Aufgabe: Gib die gesamte Auflistung erneut aus und tausche dabei jedes „one dot per instance“ gegen „a single dot per instance“. Alles Übrige bleibt unverändert.

Datensatz:
__________________________________________________

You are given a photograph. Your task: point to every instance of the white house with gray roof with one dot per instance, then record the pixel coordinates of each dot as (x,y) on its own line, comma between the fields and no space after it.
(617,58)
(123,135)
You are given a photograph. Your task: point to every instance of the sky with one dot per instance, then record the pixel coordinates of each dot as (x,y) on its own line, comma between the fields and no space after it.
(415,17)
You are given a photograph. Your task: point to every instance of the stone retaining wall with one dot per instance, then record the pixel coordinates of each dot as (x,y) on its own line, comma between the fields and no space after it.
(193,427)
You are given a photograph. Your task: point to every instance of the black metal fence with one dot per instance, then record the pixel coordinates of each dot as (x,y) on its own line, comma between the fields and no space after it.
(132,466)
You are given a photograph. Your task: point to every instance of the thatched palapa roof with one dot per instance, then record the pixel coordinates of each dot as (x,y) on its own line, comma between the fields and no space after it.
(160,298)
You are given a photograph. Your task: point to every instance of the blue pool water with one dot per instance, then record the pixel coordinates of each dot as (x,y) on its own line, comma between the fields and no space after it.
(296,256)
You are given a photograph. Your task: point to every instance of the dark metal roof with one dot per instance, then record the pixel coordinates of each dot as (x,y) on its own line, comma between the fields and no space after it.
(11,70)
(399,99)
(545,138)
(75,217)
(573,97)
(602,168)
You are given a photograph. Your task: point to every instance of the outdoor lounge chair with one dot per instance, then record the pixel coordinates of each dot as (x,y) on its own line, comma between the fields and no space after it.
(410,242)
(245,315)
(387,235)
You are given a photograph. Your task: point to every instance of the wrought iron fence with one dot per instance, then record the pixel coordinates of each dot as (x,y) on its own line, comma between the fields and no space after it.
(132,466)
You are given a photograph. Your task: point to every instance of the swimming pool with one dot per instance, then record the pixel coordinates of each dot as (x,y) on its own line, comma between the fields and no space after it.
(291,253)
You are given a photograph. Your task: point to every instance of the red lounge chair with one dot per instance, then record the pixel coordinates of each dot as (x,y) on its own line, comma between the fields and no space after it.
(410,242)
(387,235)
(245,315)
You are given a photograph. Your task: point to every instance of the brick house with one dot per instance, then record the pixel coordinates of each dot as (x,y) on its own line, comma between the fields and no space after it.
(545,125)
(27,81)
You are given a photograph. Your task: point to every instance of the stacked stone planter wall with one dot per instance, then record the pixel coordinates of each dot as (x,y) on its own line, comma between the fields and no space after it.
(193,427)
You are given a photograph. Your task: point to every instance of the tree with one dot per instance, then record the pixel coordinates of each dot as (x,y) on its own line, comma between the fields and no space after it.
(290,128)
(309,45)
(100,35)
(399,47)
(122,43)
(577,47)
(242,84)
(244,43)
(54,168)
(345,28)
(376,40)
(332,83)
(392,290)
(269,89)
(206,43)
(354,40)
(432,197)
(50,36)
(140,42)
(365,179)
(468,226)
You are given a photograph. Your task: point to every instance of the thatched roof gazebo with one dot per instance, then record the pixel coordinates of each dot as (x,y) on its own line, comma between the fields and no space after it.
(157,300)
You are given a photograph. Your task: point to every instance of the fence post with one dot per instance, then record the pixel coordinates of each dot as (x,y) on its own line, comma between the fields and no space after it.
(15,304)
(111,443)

__________________________________________________

Ergebnis:
You are given a photograph. Your task: point to every instance of the white house with gray roof with a single dot per instance, then record the pixel coordinates of each dot as (x,y) on its own line, comma between the fields and no space after it.
(617,58)
(123,135)
You are given a photograph. Your task: point to every instance of the sky with a single dot per instance, then record the pixel coordinates of each dot as (x,y) on its own line, comma between the fields and no space after it.
(415,17)
You are given a photograph. Your task: point to every instance of the stone retaining wall with a single dot per instance, then record the pixel coordinates of each dot as (x,y) on its own line, comma between the fields and no space after it.
(193,427)
You are given a photograph. Your task: point to every instance of the black metal fence with a single dot per instance, then record the pixel coordinates of each dot as (x,y) on its own line, comma between the fields and no space after it.
(132,466)
You are given a photograph. Your task: point to every instance of the thatched palapa roof with a single dot per instance, then record the pixel coordinates of each dot as (x,y) on its own line, comma between the fields and no space after it.
(160,298)
You are given a photograph. Your task: point to every instance of the blue pool water with a single dot per instance, then record the pixel coordinates of each dot as (x,y) on its own line, comma between the fields and no space after it.
(296,256)
You are given a photograph. Your task: point to every instance of the dark metal roof with a single dot per instance, then record the pixel coordinates of each dot as (x,y) on its own line, comma between the fields and no space after it.
(11,70)
(399,99)
(545,138)
(75,217)
(573,97)
(602,168)
You are given a photograph. Your task: point to every instance of the outdoor lounge chair with a single dot per instance, then record the pixel coordinates of each dot as (x,y) on its own line, comma between the fields and no space after it.
(410,242)
(245,315)
(387,235)
You are given a photograph. Your task: point to every instance of the wrought iron fence with a single dot per instance, then record the pixel coordinates of each dot as (x,y) on its own line, comma between the fields and no space after it.
(132,466)
You are given a photograph. Your task: point to every instance of the swimming pool with a single dot per instance, then record the pixel coordinates of each dot as (x,y) on its own line, comma between the fields and no space after it.
(291,253)
You are given a photograph. Your task: point to every instance of the red lounge chair with a single dot per instance, then record the pixel coordinates of each dot as (x,y) on its own line, comma between the fields and no space after it.
(410,242)
(387,235)
(245,315)
You are given a photograph. Your task: point to every instance of the brick house with a single dot per instance, then record the pixel coordinates of each dot as (x,y) on its own line, comma between the fields and no space after it.
(545,125)
(27,81)
You are given a photograph. Your task: point to every instance of the stacked stone planter wall with a single dot per instance, then record the pixel coordinates of each dot as (x,y) on its own line, comma between the fields and no space after it.
(193,427)
You are given a photograph. Your task: point to every instance of the tree with a single dot per instance, then record the pixel coordinates of each dot as (x,y) on its own line, comma between the fields and no space after it.
(290,128)
(309,45)
(100,35)
(399,47)
(122,43)
(577,47)
(242,84)
(244,43)
(54,168)
(345,28)
(376,40)
(332,83)
(392,290)
(269,89)
(206,43)
(354,40)
(432,197)
(50,36)
(140,42)
(365,179)
(468,226)
You are given a photograph. Your task: point to every instance of the thatched roof gazebo with a single dot per instance, then record the pixel coordinates of each dot as (x,y) on its own line, comma between the fields and no space after it.
(157,300)
You are given a photograph. Your task: point to every instance of the fence post with a single dot per instance, then record the pixel coordinates of each dot as (x,y) on its own line, comma between the fields and no space after it.
(15,304)
(111,443)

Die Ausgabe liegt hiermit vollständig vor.